Segment Open

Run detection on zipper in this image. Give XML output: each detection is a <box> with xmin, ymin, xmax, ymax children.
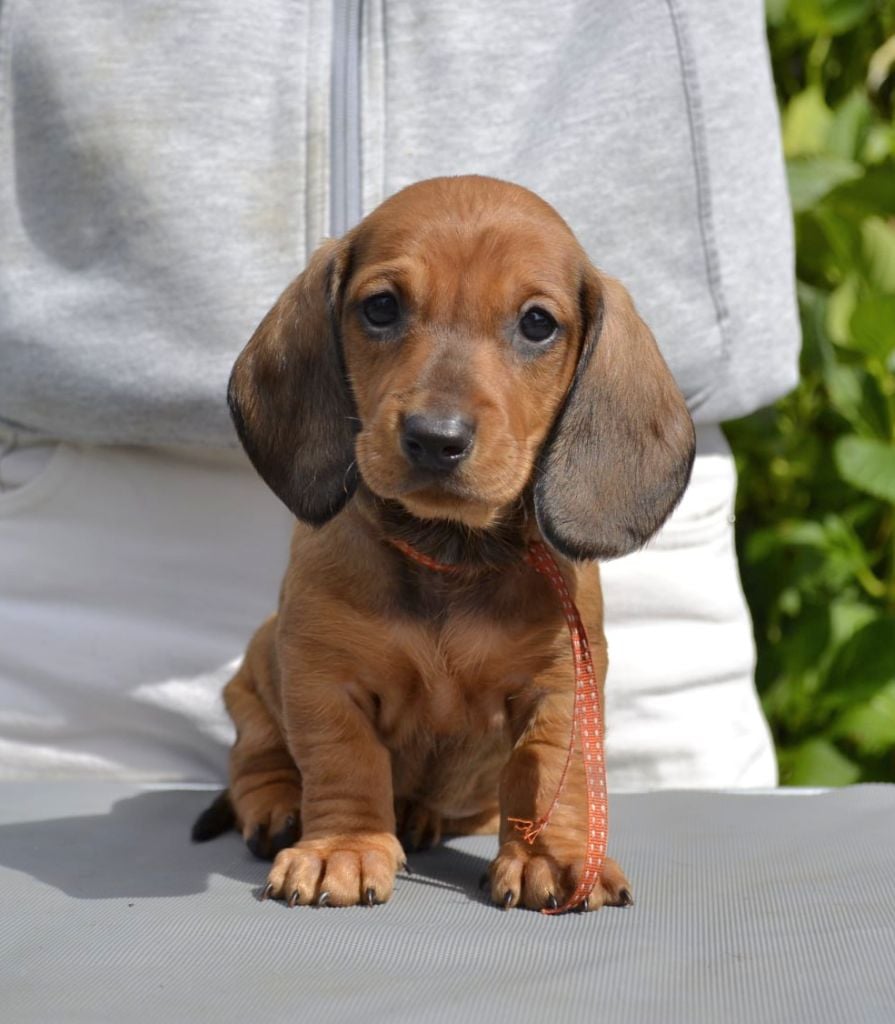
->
<box><xmin>330</xmin><ymin>0</ymin><xmax>364</xmax><ymax>237</ymax></box>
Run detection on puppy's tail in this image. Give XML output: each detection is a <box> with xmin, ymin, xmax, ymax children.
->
<box><xmin>191</xmin><ymin>789</ymin><xmax>236</xmax><ymax>843</ymax></box>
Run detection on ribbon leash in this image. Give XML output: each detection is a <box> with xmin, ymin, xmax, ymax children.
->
<box><xmin>514</xmin><ymin>540</ymin><xmax>607</xmax><ymax>914</ymax></box>
<box><xmin>388</xmin><ymin>535</ymin><xmax>608</xmax><ymax>914</ymax></box>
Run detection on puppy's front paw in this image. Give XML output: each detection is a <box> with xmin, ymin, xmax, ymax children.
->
<box><xmin>263</xmin><ymin>832</ymin><xmax>406</xmax><ymax>907</ymax></box>
<box><xmin>489</xmin><ymin>840</ymin><xmax>632</xmax><ymax>912</ymax></box>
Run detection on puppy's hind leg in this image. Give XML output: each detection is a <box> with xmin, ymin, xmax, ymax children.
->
<box><xmin>193</xmin><ymin>620</ymin><xmax>304</xmax><ymax>860</ymax></box>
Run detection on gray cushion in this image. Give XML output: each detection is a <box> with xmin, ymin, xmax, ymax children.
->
<box><xmin>2</xmin><ymin>783</ymin><xmax>894</xmax><ymax>1022</ymax></box>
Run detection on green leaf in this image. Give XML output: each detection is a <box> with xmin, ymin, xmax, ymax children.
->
<box><xmin>797</xmin><ymin>283</ymin><xmax>835</xmax><ymax>373</ymax></box>
<box><xmin>834</xmin><ymin>436</ymin><xmax>895</xmax><ymax>502</ymax></box>
<box><xmin>862</xmin><ymin>125</ymin><xmax>895</xmax><ymax>166</ymax></box>
<box><xmin>828</xmin><ymin>598</ymin><xmax>880</xmax><ymax>648</ymax></box>
<box><xmin>848</xmin><ymin>294</ymin><xmax>895</xmax><ymax>361</ymax></box>
<box><xmin>823</xmin><ymin>361</ymin><xmax>891</xmax><ymax>438</ymax></box>
<box><xmin>777</xmin><ymin>520</ymin><xmax>829</xmax><ymax>547</ymax></box>
<box><xmin>781</xmin><ymin>738</ymin><xmax>860</xmax><ymax>786</ymax></box>
<box><xmin>827</xmin><ymin>89</ymin><xmax>872</xmax><ymax>160</ymax></box>
<box><xmin>867</xmin><ymin>34</ymin><xmax>895</xmax><ymax>96</ymax></box>
<box><xmin>826</xmin><ymin>274</ymin><xmax>859</xmax><ymax>344</ymax></box>
<box><xmin>787</xmin><ymin>156</ymin><xmax>863</xmax><ymax>213</ymax></box>
<box><xmin>816</xmin><ymin>514</ymin><xmax>879</xmax><ymax>593</ymax></box>
<box><xmin>783</xmin><ymin>86</ymin><xmax>834</xmax><ymax>157</ymax></box>
<box><xmin>812</xmin><ymin>206</ymin><xmax>863</xmax><ymax>275</ymax></box>
<box><xmin>833</xmin><ymin>682</ymin><xmax>895</xmax><ymax>756</ymax></box>
<box><xmin>765</xmin><ymin>0</ymin><xmax>790</xmax><ymax>28</ymax></box>
<box><xmin>823</xmin><ymin>618</ymin><xmax>895</xmax><ymax>706</ymax></box>
<box><xmin>827</xmin><ymin>164</ymin><xmax>895</xmax><ymax>217</ymax></box>
<box><xmin>861</xmin><ymin>217</ymin><xmax>895</xmax><ymax>293</ymax></box>
<box><xmin>779</xmin><ymin>605</ymin><xmax>832</xmax><ymax>677</ymax></box>
<box><xmin>791</xmin><ymin>0</ymin><xmax>875</xmax><ymax>36</ymax></box>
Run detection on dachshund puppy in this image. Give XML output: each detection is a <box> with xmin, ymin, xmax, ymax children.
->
<box><xmin>193</xmin><ymin>175</ymin><xmax>695</xmax><ymax>911</ymax></box>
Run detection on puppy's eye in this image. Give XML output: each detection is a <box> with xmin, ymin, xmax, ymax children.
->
<box><xmin>519</xmin><ymin>307</ymin><xmax>557</xmax><ymax>343</ymax></box>
<box><xmin>362</xmin><ymin>292</ymin><xmax>400</xmax><ymax>328</ymax></box>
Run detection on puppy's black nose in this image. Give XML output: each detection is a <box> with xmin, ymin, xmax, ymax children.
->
<box><xmin>401</xmin><ymin>413</ymin><xmax>475</xmax><ymax>473</ymax></box>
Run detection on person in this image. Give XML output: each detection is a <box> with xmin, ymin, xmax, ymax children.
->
<box><xmin>0</xmin><ymin>0</ymin><xmax>798</xmax><ymax>788</ymax></box>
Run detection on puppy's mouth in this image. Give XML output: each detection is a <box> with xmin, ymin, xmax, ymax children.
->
<box><xmin>357</xmin><ymin>457</ymin><xmax>514</xmax><ymax>528</ymax></box>
<box><xmin>374</xmin><ymin>470</ymin><xmax>501</xmax><ymax>528</ymax></box>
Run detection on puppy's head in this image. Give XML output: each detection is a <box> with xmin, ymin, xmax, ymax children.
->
<box><xmin>229</xmin><ymin>175</ymin><xmax>695</xmax><ymax>559</ymax></box>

Segment Closed

▶ _EXERCISE OBJECTIVE_: Please copy the lines in the records above between the one holding "Run detection on puppy's hind" and the one holding "Run detection on green", inclusive, exactly and with no other line.

▶ _ANSWER BOX_:
Run detection on puppy's hind leg in this image. Give XML output: each detection is a <box> with xmin, ymin, xmax, ymax children.
->
<box><xmin>193</xmin><ymin>620</ymin><xmax>304</xmax><ymax>860</ymax></box>
Run detection on gray cushion in this image. Give XML output: each detection is a <box> with xmin, ymin, xmax, ymax children.
->
<box><xmin>2</xmin><ymin>783</ymin><xmax>894</xmax><ymax>1022</ymax></box>
Run detection on green leaf in this image. Give XML output: each detection is a <box> with xmin, ymin, xmax, ymax children.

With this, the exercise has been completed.